▶ [READING TEXT]:
Some major ways companies boost sales include:

  • SAAS (software as a service)
  • (Relatedly) Subscription revenue
    • Get people onot subscription plans (i.e. Netflix)
  • Behavior-changing "memberships" - i.e. Amazon Prime
    • When people enter Prime membership, they actually actively spend more than they did before
  • Bundling
    • I.e. sell a few things together
  • Radiation
    • Sell products similar to the current one
  • Low-price entry
    • Get someone in with a super cheap/good deal, then, now that you have them as a customer, sell additional, higher-margin products (insurance companies do this, for example)
Luca
Coach
on Feb 28, 2021
BCG |NASA | SDA Bocconi & Cattolica partner | GMAT expert 780/800 score | 200+ students coached

Hello,

The answer to this question can vary for each case. Usually you have to consider both strategy in your framweork and according to the case situation you can prioritize one of them.
You can find here a good example for P&L and prioritization:

https://www.preplounge.com/en/management-consulting-cases/interviewer-led-mckinsey-style/advanced/espresso-whatelse-192

Best,
Luca

Clara
Coach
on Feb 28, 2021
McKinsey | Awarded professor at Master in Management @ IE | MBA at MIT |+180 students coached | Integrated FIT Guide aut

Hello!

It´s totally impossible to answer this question "in a generic way". It would be, 100%, the wrong answer. 

It totally depends on the case, the industry, the business model in particular... and the key to solve that case would be precisely to ask the right questions and problem-solve with the interviewer to find the key hints. 

Hope it helps!

Cheers, 

Clara

Deleted
Coach
on Feb 28, 2021
Experienced consultant on executive level

In general, every Dollar / Euro / Yen saved on the side of costs, influences for 100% the profitability. Every additional USD/EUR/Yen earned (increased income) only for a share of it.

Maybe, this is not what your client really wants. Often enough, the clients approach you with an issue and in further discussions and conversations you find out, this is not the underlying problem. Maybe you just talk again to your customer whether he has a particular topic or issue to be resolved under the coverage of profitability improvements.

▶ [EXTRACTED DATA]:

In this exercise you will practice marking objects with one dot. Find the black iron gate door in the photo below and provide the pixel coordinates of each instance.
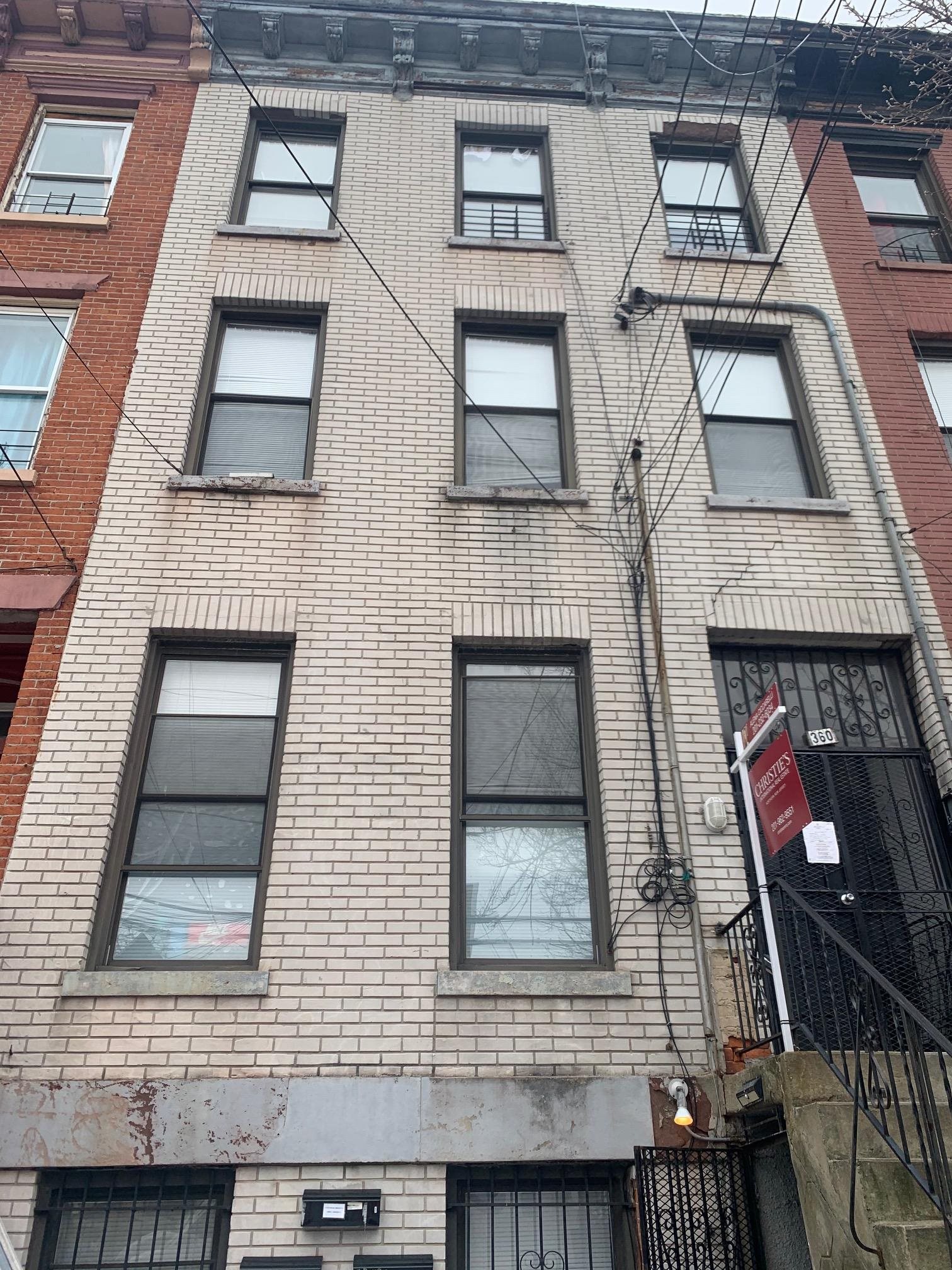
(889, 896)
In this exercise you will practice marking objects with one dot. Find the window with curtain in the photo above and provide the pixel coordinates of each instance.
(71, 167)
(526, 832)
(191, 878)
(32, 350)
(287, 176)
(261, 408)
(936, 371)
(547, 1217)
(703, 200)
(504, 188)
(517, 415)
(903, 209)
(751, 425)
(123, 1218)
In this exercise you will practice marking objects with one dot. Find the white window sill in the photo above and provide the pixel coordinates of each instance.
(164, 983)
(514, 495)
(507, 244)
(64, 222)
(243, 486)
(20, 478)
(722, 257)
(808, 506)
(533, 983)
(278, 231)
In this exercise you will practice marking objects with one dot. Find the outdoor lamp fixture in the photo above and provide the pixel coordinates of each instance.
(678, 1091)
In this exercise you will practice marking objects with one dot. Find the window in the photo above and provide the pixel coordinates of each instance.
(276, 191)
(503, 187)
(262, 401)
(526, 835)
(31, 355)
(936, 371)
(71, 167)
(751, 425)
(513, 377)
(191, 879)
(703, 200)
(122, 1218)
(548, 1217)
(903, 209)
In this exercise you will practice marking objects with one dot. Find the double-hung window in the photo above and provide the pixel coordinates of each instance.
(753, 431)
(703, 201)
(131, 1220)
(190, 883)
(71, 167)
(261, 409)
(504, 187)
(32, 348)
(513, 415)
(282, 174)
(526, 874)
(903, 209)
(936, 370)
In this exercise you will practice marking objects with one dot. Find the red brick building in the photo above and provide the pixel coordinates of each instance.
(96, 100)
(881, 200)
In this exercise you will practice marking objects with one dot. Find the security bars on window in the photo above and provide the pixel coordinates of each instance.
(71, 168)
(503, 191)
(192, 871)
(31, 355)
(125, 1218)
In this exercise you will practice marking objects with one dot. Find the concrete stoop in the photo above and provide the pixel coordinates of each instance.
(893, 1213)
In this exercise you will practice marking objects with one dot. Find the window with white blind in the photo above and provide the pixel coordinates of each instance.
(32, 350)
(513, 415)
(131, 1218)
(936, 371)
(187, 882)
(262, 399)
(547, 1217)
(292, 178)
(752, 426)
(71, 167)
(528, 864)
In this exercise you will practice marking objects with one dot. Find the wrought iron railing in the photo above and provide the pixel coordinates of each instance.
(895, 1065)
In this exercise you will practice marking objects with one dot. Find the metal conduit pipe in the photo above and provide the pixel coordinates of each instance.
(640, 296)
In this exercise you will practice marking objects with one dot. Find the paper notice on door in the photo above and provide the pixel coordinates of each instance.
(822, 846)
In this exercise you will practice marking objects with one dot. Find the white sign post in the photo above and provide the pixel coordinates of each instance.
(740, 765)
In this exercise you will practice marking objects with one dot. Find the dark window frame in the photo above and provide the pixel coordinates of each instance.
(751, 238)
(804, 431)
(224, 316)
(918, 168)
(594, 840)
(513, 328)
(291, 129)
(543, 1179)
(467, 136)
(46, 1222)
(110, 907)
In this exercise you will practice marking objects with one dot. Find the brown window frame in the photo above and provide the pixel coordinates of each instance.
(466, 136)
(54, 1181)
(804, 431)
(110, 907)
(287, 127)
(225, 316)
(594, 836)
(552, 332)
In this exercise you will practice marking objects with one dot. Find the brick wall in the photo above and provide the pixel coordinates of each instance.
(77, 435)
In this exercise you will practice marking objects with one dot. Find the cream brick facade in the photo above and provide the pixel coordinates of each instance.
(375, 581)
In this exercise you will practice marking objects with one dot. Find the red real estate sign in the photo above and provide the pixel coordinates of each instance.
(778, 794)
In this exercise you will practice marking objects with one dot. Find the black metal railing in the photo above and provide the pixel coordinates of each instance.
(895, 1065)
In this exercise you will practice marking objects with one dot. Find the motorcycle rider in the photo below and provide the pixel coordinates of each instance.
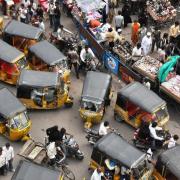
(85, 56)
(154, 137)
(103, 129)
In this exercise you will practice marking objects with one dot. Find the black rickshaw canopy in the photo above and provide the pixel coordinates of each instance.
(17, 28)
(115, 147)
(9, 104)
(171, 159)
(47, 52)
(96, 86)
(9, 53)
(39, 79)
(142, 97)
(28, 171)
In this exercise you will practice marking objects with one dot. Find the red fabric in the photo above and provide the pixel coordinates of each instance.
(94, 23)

▶ [EXERCISE BRIEF]: Continue the forum thread about how companies raise sales and profitability, starting after its last sentence.

▶ [WRITTEN RESPONSE]:
on Feb 28, 2021
#1 Coach for Sessions (4.500+) | 1.500+ 5-Star Reviews | Proven Success: ➡ interviewoffers.com | Ex BCG | 10Y+ Coaching

Hi there,

Good question. There is a simple way to prioritize: benchmarking with competitors. Once done so, you can prioritize the areas where the gap with the competitors is bigger.

Best,

Francesco

Gaurav
Coach
on Feb 28, 2021
#1 MBB Coach(Placed 750+ in MBBs & 1250+ in Tier2)| The Only 360° coach(Ex-McKinsey+Certified Coach+Active recruiter)

Hi there, 

The answer depends on the industry, company, product, and competitors. Any case should be solved individually. 

GB

Ken
Coach
on Feb 27, 2021
Ex-McKinsey final round interviewer | Executive Coach

It depends... typically you would be given some context which will allow you to develop a hypothesis on which one to prioritse. In very general terms, they usually say that it is easier to improve profitability by cutting costs than growing revenues, especially in terms of time and feasibility. 

Deleted user
on Feb 27, 2021

Ideally both if thats possible and the construct of the case allows. But cost reduction most of the times is the first target area to remove inefficiencies from the business in products, process, support functions (finance, legal etc), supply chain & technology.

But broadly, there are other ways too to increase profits:

  • Diversify customer base/segments
  • Cross-sells, up-sell
  • M&A
7
Deleted user
on Feb 27, 2021

I don't think there is a general answer to this. If the case does not provide any context that lets you prefer one over the other, I don't think you should (or can) prefer one. Flip a coin!